Material shown

BEGIN

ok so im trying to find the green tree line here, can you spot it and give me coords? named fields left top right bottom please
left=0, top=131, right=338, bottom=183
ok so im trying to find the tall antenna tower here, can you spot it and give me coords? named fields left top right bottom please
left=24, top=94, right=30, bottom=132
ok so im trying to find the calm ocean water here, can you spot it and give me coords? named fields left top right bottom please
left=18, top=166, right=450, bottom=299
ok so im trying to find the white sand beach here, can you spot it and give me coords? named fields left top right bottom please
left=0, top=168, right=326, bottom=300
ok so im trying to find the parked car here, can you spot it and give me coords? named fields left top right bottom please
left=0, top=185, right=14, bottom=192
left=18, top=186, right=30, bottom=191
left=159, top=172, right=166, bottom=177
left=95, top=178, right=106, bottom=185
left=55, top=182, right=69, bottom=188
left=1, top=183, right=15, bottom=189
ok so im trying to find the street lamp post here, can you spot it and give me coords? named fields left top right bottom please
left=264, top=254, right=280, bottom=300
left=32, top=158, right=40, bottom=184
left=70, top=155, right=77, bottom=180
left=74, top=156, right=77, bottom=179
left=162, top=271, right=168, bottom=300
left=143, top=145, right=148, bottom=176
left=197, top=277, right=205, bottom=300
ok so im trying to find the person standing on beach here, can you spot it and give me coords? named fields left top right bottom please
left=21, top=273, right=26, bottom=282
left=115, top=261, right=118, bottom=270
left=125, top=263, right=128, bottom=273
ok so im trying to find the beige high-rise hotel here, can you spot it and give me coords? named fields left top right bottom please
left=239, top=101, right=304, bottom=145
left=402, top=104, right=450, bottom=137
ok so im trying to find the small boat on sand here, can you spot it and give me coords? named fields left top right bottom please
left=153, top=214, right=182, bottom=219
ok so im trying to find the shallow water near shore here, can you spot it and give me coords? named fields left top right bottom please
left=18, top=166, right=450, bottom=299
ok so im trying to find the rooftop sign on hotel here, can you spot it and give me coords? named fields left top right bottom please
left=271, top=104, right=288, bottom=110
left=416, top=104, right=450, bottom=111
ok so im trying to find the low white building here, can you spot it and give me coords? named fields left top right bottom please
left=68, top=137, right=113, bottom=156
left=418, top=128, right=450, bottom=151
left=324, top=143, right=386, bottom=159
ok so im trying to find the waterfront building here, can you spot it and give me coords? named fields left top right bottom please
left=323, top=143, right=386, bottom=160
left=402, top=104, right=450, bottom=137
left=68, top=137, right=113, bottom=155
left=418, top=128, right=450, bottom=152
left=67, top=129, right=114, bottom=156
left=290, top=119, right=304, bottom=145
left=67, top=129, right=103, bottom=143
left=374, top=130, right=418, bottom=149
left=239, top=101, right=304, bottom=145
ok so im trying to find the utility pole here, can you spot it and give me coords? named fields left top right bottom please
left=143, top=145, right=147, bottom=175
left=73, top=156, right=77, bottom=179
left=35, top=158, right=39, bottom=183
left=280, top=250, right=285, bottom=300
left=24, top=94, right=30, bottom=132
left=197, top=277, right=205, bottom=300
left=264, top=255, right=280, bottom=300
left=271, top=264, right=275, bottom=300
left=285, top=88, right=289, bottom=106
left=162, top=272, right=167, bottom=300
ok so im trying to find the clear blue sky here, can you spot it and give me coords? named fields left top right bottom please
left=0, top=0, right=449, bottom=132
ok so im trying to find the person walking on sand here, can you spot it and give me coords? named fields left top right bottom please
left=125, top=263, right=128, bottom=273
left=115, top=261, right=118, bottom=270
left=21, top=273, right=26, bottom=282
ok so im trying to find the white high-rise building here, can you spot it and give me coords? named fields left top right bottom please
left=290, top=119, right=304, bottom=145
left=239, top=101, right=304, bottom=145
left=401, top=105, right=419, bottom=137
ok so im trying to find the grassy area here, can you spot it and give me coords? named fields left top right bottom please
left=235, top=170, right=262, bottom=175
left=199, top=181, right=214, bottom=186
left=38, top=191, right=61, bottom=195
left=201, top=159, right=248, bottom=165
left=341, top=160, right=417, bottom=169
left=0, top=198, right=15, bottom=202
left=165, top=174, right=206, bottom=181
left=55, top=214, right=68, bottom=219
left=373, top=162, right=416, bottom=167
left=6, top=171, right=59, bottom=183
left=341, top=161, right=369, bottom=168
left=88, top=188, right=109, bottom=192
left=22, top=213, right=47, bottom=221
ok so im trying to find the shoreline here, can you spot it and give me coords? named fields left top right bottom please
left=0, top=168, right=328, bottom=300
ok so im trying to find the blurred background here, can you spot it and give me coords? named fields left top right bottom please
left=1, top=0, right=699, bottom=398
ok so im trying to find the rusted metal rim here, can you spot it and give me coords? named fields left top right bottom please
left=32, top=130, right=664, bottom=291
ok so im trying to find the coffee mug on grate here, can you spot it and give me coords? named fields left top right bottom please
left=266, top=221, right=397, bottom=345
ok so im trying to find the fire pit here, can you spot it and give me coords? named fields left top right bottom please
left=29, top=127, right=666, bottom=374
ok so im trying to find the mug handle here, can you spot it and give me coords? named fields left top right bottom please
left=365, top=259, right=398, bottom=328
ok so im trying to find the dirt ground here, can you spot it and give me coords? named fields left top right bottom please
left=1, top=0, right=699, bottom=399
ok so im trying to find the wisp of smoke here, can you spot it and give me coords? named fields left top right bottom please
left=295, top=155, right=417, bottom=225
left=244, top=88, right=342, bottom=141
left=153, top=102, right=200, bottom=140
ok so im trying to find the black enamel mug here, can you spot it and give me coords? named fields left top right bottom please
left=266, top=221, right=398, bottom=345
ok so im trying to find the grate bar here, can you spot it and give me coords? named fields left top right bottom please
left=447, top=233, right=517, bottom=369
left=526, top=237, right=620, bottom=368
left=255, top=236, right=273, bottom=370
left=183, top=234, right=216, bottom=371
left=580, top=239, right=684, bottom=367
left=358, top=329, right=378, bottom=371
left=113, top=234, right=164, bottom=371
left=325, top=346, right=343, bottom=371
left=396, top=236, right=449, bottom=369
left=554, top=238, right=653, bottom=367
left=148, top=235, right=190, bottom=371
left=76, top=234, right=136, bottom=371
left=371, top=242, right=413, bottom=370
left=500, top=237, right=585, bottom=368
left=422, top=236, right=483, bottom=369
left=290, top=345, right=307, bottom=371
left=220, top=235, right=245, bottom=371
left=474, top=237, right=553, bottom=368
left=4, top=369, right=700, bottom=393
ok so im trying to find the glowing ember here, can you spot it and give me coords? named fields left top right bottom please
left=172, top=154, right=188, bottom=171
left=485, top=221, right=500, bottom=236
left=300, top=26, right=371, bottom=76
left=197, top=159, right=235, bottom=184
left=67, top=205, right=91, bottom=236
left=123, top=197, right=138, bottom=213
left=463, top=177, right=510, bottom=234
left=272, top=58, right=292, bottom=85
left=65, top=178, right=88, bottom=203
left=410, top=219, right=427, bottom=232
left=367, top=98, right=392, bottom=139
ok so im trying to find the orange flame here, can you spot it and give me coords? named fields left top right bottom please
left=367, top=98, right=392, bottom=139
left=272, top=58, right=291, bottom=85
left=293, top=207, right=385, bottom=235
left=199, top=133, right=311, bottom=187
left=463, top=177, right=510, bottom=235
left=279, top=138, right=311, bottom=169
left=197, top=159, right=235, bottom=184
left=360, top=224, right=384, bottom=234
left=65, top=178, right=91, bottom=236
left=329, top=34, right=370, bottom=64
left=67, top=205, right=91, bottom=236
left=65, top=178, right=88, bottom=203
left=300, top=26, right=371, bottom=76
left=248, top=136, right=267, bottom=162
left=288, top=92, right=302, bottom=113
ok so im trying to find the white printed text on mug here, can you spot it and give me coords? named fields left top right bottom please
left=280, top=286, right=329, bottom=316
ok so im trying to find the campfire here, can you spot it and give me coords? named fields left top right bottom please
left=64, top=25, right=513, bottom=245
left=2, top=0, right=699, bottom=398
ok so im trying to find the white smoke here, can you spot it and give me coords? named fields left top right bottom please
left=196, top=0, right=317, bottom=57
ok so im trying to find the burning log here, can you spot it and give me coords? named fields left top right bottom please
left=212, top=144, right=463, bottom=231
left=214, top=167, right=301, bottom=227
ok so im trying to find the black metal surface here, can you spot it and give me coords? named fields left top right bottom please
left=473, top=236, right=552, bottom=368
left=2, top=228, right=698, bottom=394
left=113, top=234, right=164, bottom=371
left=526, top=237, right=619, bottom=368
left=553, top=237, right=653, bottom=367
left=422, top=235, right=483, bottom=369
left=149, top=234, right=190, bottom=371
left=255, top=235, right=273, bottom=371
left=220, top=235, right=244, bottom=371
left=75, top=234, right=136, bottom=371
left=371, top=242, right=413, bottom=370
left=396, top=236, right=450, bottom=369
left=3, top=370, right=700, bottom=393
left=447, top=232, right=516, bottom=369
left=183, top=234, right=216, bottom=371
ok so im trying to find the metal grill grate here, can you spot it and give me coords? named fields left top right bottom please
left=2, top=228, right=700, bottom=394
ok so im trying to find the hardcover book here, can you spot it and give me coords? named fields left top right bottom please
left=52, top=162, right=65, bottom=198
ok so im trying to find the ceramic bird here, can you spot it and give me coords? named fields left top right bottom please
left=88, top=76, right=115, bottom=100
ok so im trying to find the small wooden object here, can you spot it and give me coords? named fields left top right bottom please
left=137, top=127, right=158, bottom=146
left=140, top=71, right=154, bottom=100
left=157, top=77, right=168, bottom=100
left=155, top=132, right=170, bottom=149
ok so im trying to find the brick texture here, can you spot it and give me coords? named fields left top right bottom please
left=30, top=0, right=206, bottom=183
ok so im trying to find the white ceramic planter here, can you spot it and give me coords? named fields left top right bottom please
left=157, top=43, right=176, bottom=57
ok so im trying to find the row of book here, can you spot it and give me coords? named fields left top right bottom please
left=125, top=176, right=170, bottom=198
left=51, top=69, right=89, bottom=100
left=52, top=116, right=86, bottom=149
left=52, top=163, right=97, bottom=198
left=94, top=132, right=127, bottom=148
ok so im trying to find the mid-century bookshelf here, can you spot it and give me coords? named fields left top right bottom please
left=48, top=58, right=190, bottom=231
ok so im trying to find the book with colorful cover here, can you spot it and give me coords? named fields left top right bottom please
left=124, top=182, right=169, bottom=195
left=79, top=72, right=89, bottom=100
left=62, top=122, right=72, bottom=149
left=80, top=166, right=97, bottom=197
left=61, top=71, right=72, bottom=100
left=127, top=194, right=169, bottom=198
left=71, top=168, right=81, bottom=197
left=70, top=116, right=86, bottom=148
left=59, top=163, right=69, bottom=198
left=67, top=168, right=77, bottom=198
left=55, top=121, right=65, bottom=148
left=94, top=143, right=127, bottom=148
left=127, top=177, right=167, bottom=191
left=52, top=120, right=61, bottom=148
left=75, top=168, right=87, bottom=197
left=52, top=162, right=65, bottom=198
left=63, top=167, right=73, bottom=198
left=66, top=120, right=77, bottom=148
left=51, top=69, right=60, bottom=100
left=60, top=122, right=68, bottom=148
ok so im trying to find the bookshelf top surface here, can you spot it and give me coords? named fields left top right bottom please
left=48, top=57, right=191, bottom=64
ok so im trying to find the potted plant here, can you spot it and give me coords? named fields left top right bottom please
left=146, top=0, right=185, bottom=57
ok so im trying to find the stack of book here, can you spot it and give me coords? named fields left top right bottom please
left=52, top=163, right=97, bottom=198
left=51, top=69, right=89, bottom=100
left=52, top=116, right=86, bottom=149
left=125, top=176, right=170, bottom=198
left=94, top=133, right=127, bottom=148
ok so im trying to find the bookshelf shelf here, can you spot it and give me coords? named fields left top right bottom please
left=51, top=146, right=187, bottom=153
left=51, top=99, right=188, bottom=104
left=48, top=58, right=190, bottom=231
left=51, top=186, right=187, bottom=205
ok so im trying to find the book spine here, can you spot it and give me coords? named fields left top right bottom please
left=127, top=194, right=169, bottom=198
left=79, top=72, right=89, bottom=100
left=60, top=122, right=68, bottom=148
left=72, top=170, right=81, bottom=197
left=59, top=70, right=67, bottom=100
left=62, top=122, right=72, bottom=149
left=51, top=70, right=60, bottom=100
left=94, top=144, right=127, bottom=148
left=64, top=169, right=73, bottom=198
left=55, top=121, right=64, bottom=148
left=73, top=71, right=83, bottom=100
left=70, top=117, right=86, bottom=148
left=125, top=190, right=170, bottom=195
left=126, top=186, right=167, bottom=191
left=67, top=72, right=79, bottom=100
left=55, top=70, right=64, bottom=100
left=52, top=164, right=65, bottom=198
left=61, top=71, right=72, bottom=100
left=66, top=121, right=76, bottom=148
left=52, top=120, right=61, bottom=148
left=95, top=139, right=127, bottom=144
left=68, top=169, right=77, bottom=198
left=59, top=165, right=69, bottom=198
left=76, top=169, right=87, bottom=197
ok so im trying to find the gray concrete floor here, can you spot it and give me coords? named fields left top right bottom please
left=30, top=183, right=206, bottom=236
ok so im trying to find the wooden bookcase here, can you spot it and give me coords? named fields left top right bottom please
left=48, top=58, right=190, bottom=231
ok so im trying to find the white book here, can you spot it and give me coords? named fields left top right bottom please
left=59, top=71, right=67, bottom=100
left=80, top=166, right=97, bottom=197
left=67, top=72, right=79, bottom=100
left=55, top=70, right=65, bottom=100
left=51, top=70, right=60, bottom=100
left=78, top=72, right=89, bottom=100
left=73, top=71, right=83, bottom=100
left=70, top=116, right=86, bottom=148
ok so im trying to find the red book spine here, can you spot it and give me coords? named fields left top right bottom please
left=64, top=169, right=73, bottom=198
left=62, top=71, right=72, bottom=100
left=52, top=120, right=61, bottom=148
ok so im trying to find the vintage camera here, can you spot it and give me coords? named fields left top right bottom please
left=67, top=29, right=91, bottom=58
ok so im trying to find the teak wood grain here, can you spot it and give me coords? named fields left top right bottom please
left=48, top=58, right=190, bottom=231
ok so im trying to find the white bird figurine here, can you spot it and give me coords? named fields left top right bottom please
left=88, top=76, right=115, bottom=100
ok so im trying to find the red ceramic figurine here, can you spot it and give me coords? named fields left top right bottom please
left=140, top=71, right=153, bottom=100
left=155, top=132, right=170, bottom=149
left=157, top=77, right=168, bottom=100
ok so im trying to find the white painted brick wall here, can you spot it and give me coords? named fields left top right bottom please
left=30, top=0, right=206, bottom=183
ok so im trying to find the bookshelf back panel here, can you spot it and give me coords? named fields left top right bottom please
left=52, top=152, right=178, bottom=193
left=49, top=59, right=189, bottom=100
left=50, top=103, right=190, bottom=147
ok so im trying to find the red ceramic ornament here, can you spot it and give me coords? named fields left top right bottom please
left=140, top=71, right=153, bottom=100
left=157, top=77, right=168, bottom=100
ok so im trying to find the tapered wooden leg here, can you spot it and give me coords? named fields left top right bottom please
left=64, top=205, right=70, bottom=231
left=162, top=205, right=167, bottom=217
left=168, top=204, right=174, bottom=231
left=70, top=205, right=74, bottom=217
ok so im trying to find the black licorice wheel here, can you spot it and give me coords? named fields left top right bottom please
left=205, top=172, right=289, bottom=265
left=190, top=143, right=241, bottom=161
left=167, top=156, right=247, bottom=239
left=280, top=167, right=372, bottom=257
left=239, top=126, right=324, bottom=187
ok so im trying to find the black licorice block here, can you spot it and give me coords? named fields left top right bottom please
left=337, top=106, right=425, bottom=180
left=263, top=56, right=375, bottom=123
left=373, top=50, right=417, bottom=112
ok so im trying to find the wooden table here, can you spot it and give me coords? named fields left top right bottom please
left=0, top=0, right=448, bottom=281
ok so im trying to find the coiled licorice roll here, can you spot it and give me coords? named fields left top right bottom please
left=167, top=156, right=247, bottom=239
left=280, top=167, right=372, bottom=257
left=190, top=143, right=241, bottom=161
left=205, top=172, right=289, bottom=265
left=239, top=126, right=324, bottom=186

END

Work order
What is needed is an exact copy of the lines from the one containing "ok so im trying to find the black licorice wheel" through the last line of the records, and nothing else.

Exercise output
ok so im trying to find the black licorice wheel here, can you spot it and give me coords? named fields left top right bottom please
left=205, top=172, right=289, bottom=265
left=190, top=143, right=241, bottom=161
left=167, top=156, right=247, bottom=239
left=280, top=167, right=372, bottom=257
left=239, top=126, right=324, bottom=187
ok so im trying to find the black licorice block here, can you spot it and give me coords? named fields left top right bottom please
left=337, top=106, right=425, bottom=180
left=263, top=56, right=375, bottom=123
left=373, top=50, right=417, bottom=112
ok so im trying to find the wooden table here, can you spot it and give me coords? named fields left top right bottom please
left=0, top=0, right=448, bottom=281
ok so im trying to find the coiled licorice roll here, can you spot it and give me coords? named fields left top right bottom please
left=167, top=156, right=247, bottom=239
left=280, top=167, right=372, bottom=257
left=190, top=143, right=241, bottom=161
left=205, top=172, right=289, bottom=265
left=239, top=126, right=324, bottom=186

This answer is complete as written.